**Task inputs:**
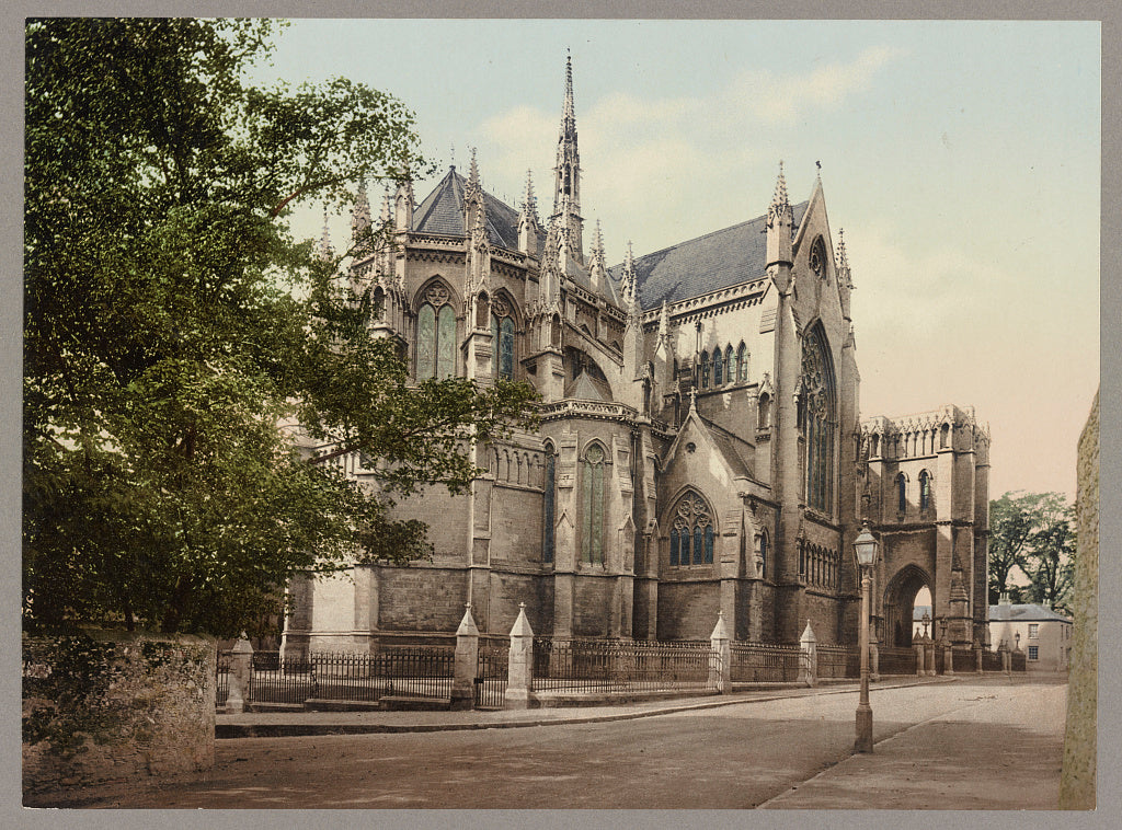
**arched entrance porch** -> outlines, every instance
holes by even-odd
[[[912,609],[916,594],[927,588],[931,592],[931,578],[919,565],[904,565],[889,581],[884,589],[884,637],[885,645],[908,648],[912,643]],[[932,607],[934,607],[932,601]]]

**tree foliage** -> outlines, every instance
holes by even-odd
[[[1075,557],[1075,514],[1058,492],[1006,492],[990,502],[990,602],[1064,609]],[[1014,580],[1023,578],[1027,585]]]
[[[393,499],[460,491],[522,385],[412,385],[369,297],[289,211],[424,165],[413,118],[346,80],[247,86],[269,21],[26,29],[24,611],[229,635],[303,570],[426,555]],[[365,245],[385,243],[375,239]],[[303,434],[361,452],[360,488]]]

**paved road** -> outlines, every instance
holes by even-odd
[[[222,740],[205,780],[70,803],[1047,809],[1058,794],[1065,691],[1003,679],[874,690],[874,739],[884,743],[853,758],[856,693],[608,723]]]

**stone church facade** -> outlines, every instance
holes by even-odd
[[[855,643],[863,519],[882,644],[910,642],[925,585],[956,640],[984,637],[987,431],[955,406],[861,418],[821,182],[791,204],[781,166],[764,215],[608,267],[598,225],[586,252],[580,177],[570,64],[544,221],[528,181],[516,211],[475,156],[420,203],[408,182],[387,197],[395,249],[351,270],[371,326],[417,380],[531,384],[541,426],[473,448],[469,495],[398,506],[429,523],[431,562],[295,579],[285,648],[443,642],[466,602],[485,636],[525,603],[555,638],[705,639],[720,611],[736,639],[797,642],[810,620]]]

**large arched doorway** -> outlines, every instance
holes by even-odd
[[[911,646],[912,610],[916,607],[916,594],[923,588],[930,592],[931,579],[919,565],[904,565],[889,581],[884,589],[885,645],[894,648]]]

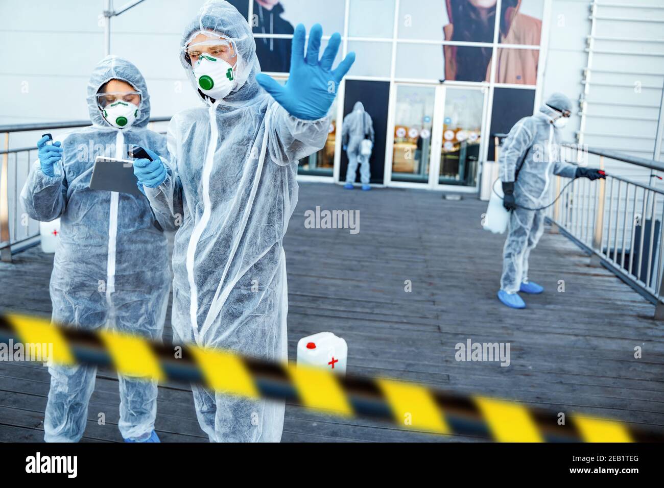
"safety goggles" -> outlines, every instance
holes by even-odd
[[[231,56],[235,58],[237,50],[234,43],[231,41],[210,39],[182,48],[180,50],[180,61],[185,68],[191,68],[198,62],[201,56],[206,54],[215,58],[228,59]]]
[[[572,116],[571,110],[564,110],[562,108],[557,108],[556,107],[554,107],[552,105],[548,105],[547,106],[552,108],[556,112],[560,112],[562,114],[563,117],[569,118]]]
[[[114,92],[97,94],[97,105],[102,108],[116,102],[138,105],[141,103],[141,94],[138,92]]]

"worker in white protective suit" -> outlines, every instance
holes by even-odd
[[[165,154],[166,138],[147,129],[150,97],[138,68],[117,56],[88,82],[92,127],[37,143],[21,194],[26,213],[61,218],[50,277],[54,322],[161,340],[171,286],[166,236],[145,197],[90,188],[97,156],[124,159],[133,145]],[[77,442],[88,422],[97,368],[54,364],[44,419],[46,442]],[[127,442],[159,442],[157,382],[118,375],[118,426]],[[96,417],[96,412],[94,413]]]
[[[312,27],[305,56],[297,26],[284,87],[260,74],[249,25],[228,2],[207,2],[184,33],[182,62],[205,106],[173,117],[169,161],[149,153],[151,161],[134,165],[159,222],[177,228],[177,341],[287,359],[282,240],[297,201],[297,163],[325,145],[327,112],[355,58],[331,70],[341,37],[319,60],[321,35]],[[211,442],[280,440],[284,402],[193,388]]]
[[[352,190],[355,182],[357,165],[360,165],[360,181],[362,189],[367,191],[371,189],[369,181],[371,179],[371,169],[369,159],[373,149],[375,136],[371,117],[365,111],[365,106],[361,102],[355,102],[353,112],[343,119],[343,129],[341,130],[341,141],[343,150],[348,155],[348,169],[346,170],[346,184],[344,188]]]

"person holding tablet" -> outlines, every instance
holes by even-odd
[[[88,108],[92,127],[52,145],[48,137],[39,140],[39,160],[21,194],[33,218],[61,218],[50,279],[52,319],[161,339],[171,282],[166,238],[145,197],[89,186],[96,157],[126,159],[133,144],[165,153],[165,138],[146,128],[145,80],[126,60],[110,56],[97,65],[88,84]],[[44,440],[77,442],[88,422],[96,368],[54,365],[48,370]],[[122,437],[159,442],[156,382],[122,376],[119,382]]]

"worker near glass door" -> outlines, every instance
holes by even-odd
[[[374,133],[371,117],[365,112],[361,102],[357,102],[353,112],[343,119],[343,129],[341,131],[341,141],[343,150],[348,155],[348,169],[346,170],[346,184],[344,188],[353,189],[355,182],[357,165],[360,165],[360,181],[362,189],[371,190],[369,180],[371,179],[371,170],[369,159],[373,150]]]
[[[556,150],[562,143],[560,131],[569,121],[572,109],[566,96],[552,94],[537,114],[515,124],[500,151],[503,205],[511,214],[503,250],[498,299],[511,308],[526,307],[519,292],[544,291],[544,287],[529,280],[528,260],[544,233],[544,210],[550,206],[548,190],[554,175],[590,180],[605,177],[602,170],[566,163]]]

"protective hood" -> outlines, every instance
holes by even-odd
[[[237,9],[225,0],[208,0],[196,18],[187,25],[180,48],[185,48],[191,39],[201,31],[212,31],[210,35],[216,34],[231,41],[238,55],[235,86],[224,102],[232,105],[234,102],[250,100],[261,93],[260,86],[256,81],[256,74],[260,72],[260,64],[256,55],[254,35],[246,19]],[[207,97],[199,91],[191,69],[187,68],[187,71],[192,86],[205,101]]]
[[[560,116],[560,113],[554,110],[551,107],[571,111],[572,101],[562,93],[554,93],[549,96],[544,101],[544,104],[540,107],[540,112],[549,118],[558,118]]]
[[[147,94],[145,79],[133,64],[117,56],[107,56],[92,70],[88,82],[88,110],[94,125],[115,129],[102,115],[97,106],[97,92],[102,85],[110,80],[122,80],[131,85],[141,94],[138,117],[127,130],[145,127],[150,118],[150,96]]]

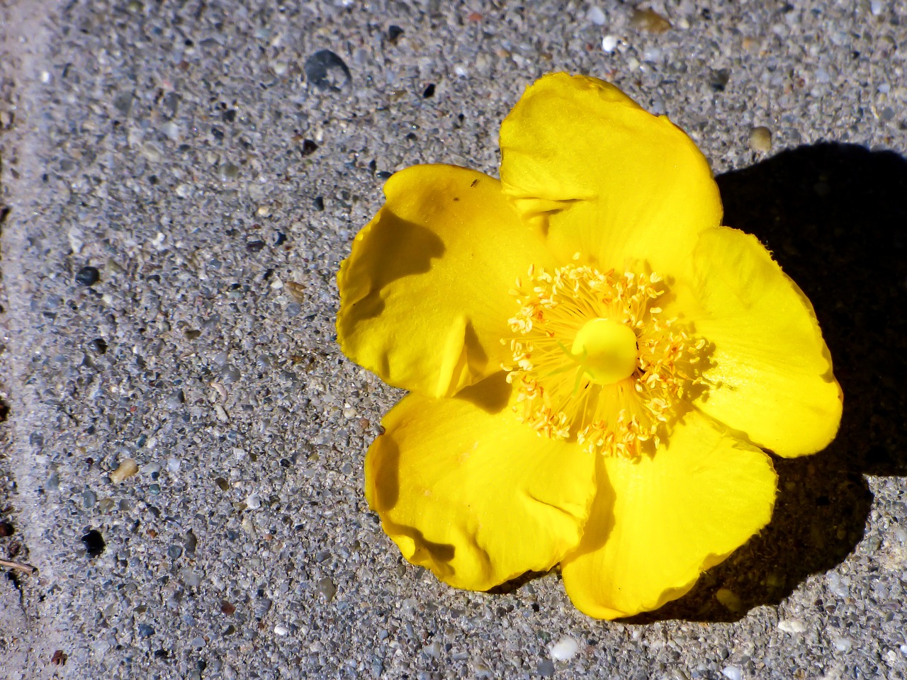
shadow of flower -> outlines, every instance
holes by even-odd
[[[717,180],[725,224],[756,234],[813,302],[844,417],[827,450],[775,459],[779,494],[759,536],[684,597],[630,623],[735,621],[779,603],[862,539],[873,500],[863,475],[907,475],[907,160],[823,143]],[[721,588],[734,596],[725,604]]]

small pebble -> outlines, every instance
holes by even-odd
[[[832,637],[832,644],[839,652],[848,652],[853,646],[853,640],[846,636]]]
[[[94,286],[100,280],[101,272],[96,267],[83,267],[75,275],[75,282],[82,286]]]
[[[764,125],[753,128],[749,133],[749,147],[760,153],[772,151],[772,131]]]
[[[664,33],[671,27],[671,23],[668,19],[650,9],[633,10],[629,24],[633,28],[649,33]]]
[[[387,40],[389,40],[393,44],[396,44],[403,34],[404,31],[400,28],[400,26],[395,26],[393,24],[387,26]]]
[[[806,625],[795,618],[782,618],[778,621],[778,630],[784,633],[799,634],[806,632]]]
[[[611,53],[617,49],[618,38],[616,35],[606,35],[601,39],[601,49],[605,52]]]
[[[334,599],[334,596],[336,595],[337,587],[334,585],[334,581],[326,577],[318,581],[315,587],[315,592],[318,593],[318,595],[323,595],[325,599],[330,602]]]
[[[561,637],[551,645],[551,659],[554,661],[570,661],[580,651],[580,643],[572,637]]]
[[[330,50],[318,50],[303,65],[306,81],[319,90],[340,92],[351,79],[346,62]]]
[[[96,502],[98,502],[98,494],[91,489],[86,489],[82,492],[82,504],[85,510],[91,510]]]
[[[85,544],[85,554],[90,558],[96,558],[104,551],[104,538],[96,529],[83,536],[82,542]]]
[[[189,567],[180,569],[180,577],[189,588],[198,588],[201,585],[201,577]]]
[[[139,471],[139,466],[136,465],[135,461],[132,458],[127,458],[125,461],[120,463],[120,466],[111,472],[111,481],[114,484],[119,484],[123,480],[137,474]]]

**Exercise description:** Pick out every line in the records above that contains the word "arched", and copy each such line.

**Written response:**
**arched entrance porch** -> outlines, every instance
**large arched doorway** -> outlines, every instance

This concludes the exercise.